● **INSTRUCTION**: Turn the lines into a numbered list, starting at the first line and stopping after the line that contains "M229 18L229 29L230", with blank lines left out.
====== RECORDS FOR THIS EXERCISE ======
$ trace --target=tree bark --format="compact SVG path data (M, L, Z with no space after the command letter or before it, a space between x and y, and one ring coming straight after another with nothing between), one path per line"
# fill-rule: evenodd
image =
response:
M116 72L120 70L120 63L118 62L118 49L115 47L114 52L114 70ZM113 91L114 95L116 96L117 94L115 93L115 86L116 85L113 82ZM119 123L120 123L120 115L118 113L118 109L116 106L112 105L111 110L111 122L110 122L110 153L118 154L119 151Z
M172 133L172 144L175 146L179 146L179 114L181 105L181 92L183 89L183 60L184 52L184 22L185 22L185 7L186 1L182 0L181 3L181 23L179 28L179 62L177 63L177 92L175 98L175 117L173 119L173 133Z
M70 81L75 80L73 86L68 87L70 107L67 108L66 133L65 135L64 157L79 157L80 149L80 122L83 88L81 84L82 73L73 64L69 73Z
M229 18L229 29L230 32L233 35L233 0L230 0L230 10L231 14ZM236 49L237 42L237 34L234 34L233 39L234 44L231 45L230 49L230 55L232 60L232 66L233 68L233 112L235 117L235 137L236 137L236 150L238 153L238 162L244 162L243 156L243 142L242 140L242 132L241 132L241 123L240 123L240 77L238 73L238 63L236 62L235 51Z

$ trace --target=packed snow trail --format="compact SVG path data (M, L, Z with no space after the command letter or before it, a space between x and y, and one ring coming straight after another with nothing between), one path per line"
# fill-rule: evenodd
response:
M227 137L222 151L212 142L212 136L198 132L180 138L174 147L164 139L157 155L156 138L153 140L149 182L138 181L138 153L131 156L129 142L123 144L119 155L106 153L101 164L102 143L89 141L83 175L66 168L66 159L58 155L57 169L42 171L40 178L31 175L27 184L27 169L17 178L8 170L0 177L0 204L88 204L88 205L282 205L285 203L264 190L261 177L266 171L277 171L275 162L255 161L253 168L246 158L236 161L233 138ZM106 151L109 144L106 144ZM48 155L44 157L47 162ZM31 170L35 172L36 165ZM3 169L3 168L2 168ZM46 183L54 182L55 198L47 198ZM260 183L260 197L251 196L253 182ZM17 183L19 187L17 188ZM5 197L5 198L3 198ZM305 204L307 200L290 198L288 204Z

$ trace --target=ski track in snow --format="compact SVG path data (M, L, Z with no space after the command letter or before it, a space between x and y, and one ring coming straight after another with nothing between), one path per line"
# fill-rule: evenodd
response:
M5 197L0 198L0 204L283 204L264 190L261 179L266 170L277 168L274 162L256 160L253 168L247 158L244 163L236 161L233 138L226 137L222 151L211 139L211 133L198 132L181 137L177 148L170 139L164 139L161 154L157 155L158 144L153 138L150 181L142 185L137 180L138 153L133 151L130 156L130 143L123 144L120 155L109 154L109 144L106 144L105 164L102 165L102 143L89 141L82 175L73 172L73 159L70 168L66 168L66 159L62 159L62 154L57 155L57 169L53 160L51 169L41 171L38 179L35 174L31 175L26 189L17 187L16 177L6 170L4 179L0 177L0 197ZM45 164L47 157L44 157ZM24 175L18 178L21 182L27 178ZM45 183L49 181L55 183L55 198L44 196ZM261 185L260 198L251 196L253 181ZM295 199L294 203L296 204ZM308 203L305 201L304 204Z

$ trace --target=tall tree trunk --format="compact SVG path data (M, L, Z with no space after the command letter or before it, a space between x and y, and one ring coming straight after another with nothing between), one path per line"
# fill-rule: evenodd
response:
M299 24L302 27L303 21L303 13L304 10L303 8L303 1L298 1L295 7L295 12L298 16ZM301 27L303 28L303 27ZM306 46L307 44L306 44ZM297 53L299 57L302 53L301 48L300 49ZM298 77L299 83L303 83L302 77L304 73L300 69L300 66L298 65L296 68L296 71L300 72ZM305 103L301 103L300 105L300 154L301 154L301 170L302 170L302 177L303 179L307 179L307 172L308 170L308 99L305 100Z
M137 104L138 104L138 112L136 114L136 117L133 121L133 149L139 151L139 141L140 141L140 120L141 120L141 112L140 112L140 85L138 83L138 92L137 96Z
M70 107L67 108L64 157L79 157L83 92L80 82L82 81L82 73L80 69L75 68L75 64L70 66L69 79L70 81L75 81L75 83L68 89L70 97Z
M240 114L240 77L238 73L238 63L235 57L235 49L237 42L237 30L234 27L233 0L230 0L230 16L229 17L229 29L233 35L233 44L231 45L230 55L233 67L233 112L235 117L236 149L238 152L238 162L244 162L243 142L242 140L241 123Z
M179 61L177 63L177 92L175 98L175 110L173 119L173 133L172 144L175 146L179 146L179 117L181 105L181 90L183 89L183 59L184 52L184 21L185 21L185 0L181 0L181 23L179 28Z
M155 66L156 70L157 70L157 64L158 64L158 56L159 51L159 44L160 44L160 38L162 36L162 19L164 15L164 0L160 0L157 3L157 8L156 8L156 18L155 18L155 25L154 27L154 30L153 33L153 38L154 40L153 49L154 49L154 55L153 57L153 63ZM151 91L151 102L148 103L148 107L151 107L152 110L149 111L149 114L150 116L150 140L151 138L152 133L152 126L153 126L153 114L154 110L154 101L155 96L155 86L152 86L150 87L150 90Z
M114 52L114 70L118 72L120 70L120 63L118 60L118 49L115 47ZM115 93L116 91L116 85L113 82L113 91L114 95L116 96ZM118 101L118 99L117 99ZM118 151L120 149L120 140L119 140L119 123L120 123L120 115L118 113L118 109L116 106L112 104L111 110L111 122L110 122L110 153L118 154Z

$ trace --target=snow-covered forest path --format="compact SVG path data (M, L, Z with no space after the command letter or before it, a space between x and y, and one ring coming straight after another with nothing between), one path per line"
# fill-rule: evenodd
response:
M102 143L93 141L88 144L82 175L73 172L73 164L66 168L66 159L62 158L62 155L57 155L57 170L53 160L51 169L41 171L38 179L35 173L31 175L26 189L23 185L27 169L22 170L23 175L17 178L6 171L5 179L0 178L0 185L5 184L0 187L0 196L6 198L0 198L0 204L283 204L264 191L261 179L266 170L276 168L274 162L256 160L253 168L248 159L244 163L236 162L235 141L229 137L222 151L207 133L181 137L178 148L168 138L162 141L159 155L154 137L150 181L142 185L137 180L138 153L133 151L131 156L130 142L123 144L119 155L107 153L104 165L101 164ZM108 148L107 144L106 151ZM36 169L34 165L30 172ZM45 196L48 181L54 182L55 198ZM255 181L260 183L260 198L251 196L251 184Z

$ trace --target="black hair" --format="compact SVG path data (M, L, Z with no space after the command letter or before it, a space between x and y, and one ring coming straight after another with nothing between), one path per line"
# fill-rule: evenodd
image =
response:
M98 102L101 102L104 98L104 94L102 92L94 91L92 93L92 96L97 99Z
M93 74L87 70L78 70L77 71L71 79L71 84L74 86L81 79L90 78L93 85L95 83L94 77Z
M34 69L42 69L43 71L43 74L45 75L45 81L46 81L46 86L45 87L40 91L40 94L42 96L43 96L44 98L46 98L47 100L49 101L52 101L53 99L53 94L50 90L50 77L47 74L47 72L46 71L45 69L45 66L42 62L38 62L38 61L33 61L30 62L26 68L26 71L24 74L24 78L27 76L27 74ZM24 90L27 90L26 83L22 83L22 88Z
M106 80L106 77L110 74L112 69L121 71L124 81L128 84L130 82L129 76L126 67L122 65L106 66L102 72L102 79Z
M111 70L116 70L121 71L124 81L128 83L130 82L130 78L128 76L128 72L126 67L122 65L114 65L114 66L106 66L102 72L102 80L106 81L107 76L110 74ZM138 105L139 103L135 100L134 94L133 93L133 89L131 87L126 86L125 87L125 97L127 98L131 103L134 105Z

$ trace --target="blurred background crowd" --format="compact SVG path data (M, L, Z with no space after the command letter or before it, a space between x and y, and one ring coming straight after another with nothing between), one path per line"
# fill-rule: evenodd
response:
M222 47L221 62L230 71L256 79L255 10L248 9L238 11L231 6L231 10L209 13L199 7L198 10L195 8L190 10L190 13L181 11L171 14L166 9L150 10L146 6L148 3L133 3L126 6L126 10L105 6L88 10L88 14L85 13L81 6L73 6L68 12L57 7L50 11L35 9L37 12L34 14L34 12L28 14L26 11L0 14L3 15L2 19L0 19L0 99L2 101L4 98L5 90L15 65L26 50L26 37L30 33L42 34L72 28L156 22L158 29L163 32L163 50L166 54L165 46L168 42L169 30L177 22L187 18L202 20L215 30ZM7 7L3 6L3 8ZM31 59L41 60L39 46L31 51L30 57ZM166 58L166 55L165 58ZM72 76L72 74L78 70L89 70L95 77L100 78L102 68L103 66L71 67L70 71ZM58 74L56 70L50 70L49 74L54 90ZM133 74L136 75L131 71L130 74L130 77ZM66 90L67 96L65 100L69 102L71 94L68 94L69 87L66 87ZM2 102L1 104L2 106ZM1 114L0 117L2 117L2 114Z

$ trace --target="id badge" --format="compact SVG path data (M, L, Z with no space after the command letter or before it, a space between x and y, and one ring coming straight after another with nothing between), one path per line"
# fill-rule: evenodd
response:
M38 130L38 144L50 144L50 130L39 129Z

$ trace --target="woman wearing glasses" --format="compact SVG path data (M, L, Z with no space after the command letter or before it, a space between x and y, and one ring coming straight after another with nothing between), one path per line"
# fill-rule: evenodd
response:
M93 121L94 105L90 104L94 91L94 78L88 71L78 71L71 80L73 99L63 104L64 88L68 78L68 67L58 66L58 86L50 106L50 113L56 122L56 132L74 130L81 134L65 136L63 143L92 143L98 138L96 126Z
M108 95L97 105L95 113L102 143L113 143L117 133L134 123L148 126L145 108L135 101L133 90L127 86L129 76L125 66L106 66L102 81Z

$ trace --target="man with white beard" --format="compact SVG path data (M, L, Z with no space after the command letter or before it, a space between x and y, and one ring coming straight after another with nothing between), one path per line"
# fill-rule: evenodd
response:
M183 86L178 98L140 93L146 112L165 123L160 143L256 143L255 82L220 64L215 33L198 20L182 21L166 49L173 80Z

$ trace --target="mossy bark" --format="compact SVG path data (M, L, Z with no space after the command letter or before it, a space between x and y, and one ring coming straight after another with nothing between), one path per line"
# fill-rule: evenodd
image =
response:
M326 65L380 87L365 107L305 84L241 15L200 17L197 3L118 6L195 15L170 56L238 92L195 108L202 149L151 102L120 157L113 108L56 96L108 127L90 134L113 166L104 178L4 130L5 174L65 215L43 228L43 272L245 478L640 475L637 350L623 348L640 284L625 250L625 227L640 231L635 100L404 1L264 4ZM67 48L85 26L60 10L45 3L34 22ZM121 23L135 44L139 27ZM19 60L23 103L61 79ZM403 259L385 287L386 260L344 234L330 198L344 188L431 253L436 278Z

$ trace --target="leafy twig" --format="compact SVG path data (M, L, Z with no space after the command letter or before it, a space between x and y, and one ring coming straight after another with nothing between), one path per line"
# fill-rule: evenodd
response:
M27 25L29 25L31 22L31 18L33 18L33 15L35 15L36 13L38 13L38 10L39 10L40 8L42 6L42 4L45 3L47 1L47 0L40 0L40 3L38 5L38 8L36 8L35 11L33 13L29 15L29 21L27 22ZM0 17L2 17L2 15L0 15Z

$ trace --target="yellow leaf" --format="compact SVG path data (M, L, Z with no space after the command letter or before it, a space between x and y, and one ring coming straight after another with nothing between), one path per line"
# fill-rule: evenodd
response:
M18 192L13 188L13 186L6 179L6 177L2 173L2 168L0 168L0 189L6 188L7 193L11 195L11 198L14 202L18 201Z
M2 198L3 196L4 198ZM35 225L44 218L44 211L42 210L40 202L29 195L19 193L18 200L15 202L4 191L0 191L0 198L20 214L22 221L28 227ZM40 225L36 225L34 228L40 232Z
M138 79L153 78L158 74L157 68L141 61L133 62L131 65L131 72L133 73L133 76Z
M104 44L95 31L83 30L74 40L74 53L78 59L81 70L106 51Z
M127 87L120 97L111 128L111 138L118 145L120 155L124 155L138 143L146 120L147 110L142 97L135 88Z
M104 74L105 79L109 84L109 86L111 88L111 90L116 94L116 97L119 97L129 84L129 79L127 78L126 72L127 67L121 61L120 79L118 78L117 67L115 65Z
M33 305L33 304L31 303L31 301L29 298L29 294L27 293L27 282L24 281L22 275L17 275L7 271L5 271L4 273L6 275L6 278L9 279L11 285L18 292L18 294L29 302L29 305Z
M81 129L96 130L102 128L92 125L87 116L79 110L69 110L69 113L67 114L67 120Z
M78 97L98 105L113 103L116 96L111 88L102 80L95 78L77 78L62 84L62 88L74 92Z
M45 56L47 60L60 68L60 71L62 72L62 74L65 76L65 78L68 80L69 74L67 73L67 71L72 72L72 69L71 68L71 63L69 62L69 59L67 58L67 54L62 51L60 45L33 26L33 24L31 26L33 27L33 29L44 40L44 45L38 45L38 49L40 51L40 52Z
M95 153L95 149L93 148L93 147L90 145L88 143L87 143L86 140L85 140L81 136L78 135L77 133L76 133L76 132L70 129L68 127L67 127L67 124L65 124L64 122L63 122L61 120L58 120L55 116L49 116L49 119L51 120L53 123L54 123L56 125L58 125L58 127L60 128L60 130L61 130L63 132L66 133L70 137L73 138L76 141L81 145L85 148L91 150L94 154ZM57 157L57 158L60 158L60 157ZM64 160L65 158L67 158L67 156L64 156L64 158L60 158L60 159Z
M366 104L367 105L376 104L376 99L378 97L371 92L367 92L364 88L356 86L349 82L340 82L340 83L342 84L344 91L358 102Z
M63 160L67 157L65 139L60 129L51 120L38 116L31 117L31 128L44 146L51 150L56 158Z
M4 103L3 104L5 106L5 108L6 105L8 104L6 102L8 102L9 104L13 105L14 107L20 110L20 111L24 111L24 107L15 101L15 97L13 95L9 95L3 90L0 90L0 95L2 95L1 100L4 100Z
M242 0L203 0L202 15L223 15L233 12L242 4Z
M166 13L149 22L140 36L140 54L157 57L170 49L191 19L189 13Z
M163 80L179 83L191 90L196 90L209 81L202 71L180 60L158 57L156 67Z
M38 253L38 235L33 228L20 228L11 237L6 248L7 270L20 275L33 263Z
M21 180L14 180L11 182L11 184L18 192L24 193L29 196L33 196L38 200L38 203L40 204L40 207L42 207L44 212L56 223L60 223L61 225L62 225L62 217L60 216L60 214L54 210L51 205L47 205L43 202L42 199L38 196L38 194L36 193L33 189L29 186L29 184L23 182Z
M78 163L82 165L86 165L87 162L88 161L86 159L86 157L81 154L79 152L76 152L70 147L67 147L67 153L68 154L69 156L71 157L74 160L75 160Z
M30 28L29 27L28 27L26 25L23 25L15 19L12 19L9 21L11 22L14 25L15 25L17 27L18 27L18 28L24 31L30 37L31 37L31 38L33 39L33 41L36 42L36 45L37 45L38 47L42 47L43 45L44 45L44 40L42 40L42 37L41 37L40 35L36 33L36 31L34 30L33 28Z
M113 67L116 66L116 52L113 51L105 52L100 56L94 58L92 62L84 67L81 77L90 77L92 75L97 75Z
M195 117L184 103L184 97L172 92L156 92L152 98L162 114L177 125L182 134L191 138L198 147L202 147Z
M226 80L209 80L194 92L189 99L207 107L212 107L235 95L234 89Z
======
● **SOLUTION FOR THIS PROBLEM**:
1. $ trace --target=tree bark --format="compact SVG path data (M, L, Z with no space after the command letter or before it, a space between x and y, and one ring coming straight after another with nothing between), one path per line"
2. # fill-rule: evenodd
3. image =
4. response:
5. M116 72L120 70L120 63L118 62L118 49L115 47L114 52L114 70ZM113 91L114 95L116 96L117 94L115 93L115 86L116 85L113 82ZM119 123L120 123L120 115L118 113L118 109L116 106L112 105L111 110L111 122L110 122L110 153L118 154L119 151Z
6. M172 133L172 144L175 146L179 146L179 114L181 105L181 92L183 89L183 60L184 52L184 22L185 22L185 7L186 1L182 0L181 3L181 23L179 28L179 62L177 63L177 92L175 98L175 117L173 119L173 133Z
7. M70 81L75 80L73 86L68 87L70 107L67 108L66 133L65 135L64 157L79 157L80 149L80 122L83 88L81 84L82 73L73 64L69 73Z
8. M229 18L229 29L230 32L233 35L233 0L230 0L230 10L231 14ZM236 49L237 42L237 34L234 34L233 39L234 44L231 45L230 49L230 55L232 60L232 66L233 68L233 112L235 117L235 137L236 137L236 150L238 153L238 162L244 162L243 156L243 142L242 140L242 132L241 132L241 123L240 123L240 77L238 73L238 63L236 62L235 51Z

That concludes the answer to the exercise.